Records excerpted from a collection:
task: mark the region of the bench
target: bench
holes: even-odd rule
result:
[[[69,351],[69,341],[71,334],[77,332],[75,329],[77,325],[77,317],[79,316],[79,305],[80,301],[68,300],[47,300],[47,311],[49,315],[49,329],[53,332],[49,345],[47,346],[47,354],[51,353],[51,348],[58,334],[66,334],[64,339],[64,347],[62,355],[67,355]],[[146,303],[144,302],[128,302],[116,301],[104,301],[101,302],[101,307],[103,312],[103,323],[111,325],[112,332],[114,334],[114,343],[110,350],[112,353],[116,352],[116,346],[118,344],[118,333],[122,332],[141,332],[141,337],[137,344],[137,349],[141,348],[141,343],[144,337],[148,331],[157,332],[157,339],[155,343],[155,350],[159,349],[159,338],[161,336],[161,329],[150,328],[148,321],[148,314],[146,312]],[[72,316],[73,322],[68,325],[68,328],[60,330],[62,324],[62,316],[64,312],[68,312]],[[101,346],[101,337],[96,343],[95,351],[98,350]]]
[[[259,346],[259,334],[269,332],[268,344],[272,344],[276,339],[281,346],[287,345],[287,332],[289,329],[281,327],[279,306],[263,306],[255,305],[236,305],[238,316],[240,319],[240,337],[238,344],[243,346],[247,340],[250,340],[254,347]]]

WRITTEN INSTRUCTION:
Filter the records above down to the lines that contain the string "bench", and copy each of those lines.

TASK SOLUTION:
task: mark the region of the bench
target: bench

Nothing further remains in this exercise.